GOAL OF THE EXERCISE:
Say whether each statement agrees with the system-model passage, answering yes or no and quoting the passage's deciding words: (a) an end device may switch to another edge server partway through the FL task; (b) the cloud server rewards end devices directly; (c) edge servers aggregate model parameters.

SOURCE:
--- START ---
System model and problem formulation

In this section, we first introduce the hierarchical federated learning model in System Model, and then we formulate the problems in Problem Formulation.

System model

As shown in Fig. 1, a HFL system model consists of the cloud server (CS), a set \(\mathcal {M}=\) \(\{1,2, \ldots ,\)M\(\}\) of edge servers (ESs), and N end devices (EDs) expressed by \(\mathcal {N}=\{1\), \(2, \ldots , \mathrm {\textit{N}}\}\). Each end device has its own characteristic, which is represented as a three-tuple \(\left( D_i, C_i, R_i\right)\). \(D_i\) is the total size of local data samples of ED i. \(C_i\) is the unit training cost of ED i, and \(R_i \in (0,1)\) is the reputation value of ED i. Each end device is free to choose which edge server to join. An ES j has connections with \(N_j\) end devices, satisfying \(N=\sum _{j=1}^M N_j\). In order to maximize the utility, ED i selects an optimal ES j and adjusts the amount of training data samples to process with the FL task by varying the ratio \(\alpha _{i j}\). Conveniently, frequently used notations in the paper are listed in Table 1.

Fig. 1
figure 1

The Framework of RAIM for HFL.

Table 1 Summary of notations used in this paper.
  1. (1)

    The cloud server: The cloud server publishes a FL task in HFL, the purpose of which is to achieve a satisfactory model performance and obtain corresponding benefit. In this article, the cloud server incentivizes edge servers through rewards and indirectly encourages end devices to participate in the model training process.

  2. (2)

    Edge servers: We assume that each ED can choose any ES to serve and that it does not change during the FL task once selected. As an important role in HFL, edge servers aggregate model parameters and ensure fair distribution of rewards among end devices.

  3. (3)

    End devices: Each ED can only select an ES to serve. If an ED i serves an ES j , we set \(s_i=j\). A collection of end devices associated with the edge server j form the cluster \(\mathcal {H}_j, \mathcal {H}_j=\left\{ i \mid i \in N \wedge s_i=j\right\}\). ED i selects the optimal data sample size \(\alpha _i D_i\left( 0 \le \alpha _i \le 1\right)\) to participate in model training based on its unit cost \({C}_{{i}}\) and reputation \({R}_{{i}}\).

  4. (4)

    Blockchain: Blockchain provides a feasible solution for averting unreliable participants and preserving privacy which avoids the computational overhead and system complexity introduced by utilizing specific cryptographic algorithms. This motivates us to introduce a reputation-aware incentive mechanism with consortium blockchain that guarantees public authority and fairness. Transactions are stored in blocks containing timestamps, reputation and other information, and grow as a chain.

  5. (5)
--- END ---
DATA EXTRACT:
--- START ---
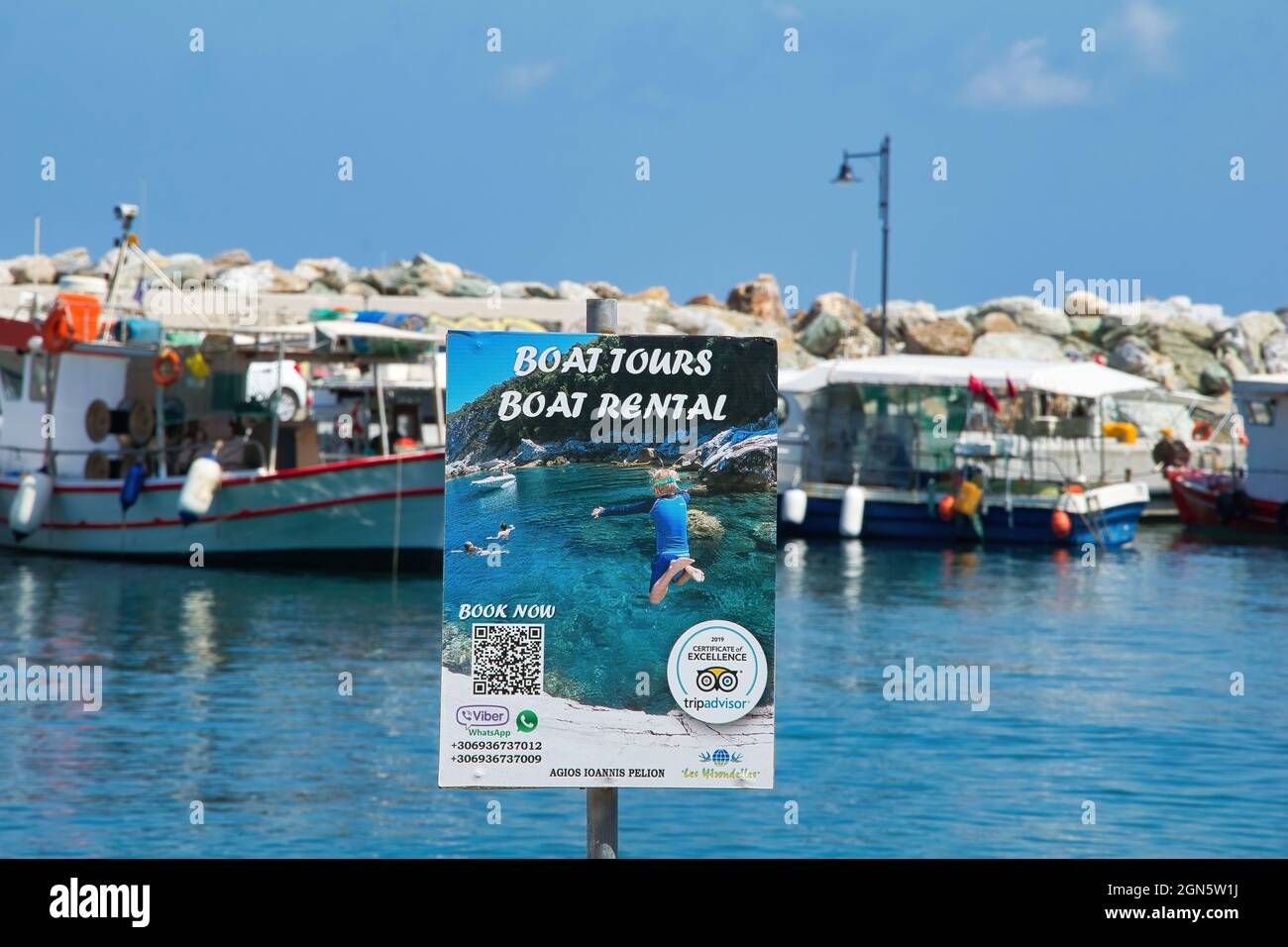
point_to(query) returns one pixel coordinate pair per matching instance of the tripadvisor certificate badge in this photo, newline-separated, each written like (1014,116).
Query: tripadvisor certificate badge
(716,672)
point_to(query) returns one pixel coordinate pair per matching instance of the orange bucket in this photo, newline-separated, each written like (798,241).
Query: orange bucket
(82,311)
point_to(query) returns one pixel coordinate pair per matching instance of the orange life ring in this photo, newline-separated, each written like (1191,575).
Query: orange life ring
(58,333)
(166,376)
(1060,525)
(945,508)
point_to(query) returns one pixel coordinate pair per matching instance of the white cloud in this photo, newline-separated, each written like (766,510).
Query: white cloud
(526,78)
(1025,80)
(1149,30)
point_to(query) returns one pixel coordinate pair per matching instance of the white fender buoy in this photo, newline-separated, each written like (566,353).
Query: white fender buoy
(851,510)
(794,505)
(30,501)
(198,488)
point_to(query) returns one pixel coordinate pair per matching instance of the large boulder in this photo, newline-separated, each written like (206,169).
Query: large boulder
(1025,346)
(831,318)
(442,266)
(862,343)
(1044,321)
(1198,333)
(227,261)
(575,290)
(33,268)
(995,321)
(737,460)
(528,290)
(1252,329)
(1274,354)
(703,526)
(261,277)
(1083,303)
(1216,379)
(939,338)
(471,286)
(73,261)
(529,451)
(903,315)
(1132,355)
(330,270)
(653,294)
(707,300)
(1190,359)
(759,298)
--- END ---
OUTPUT FOR THIS TASK:
(a) No: "it does not change during the FL task once selected."
(b) No: "the cloud server incentivizes edge servers through rewards and indirectly encourages end devices to participate in the model training process."
(c) Yes: "edge servers aggregate model parameters and ensure fair distribution of rewards among end devices."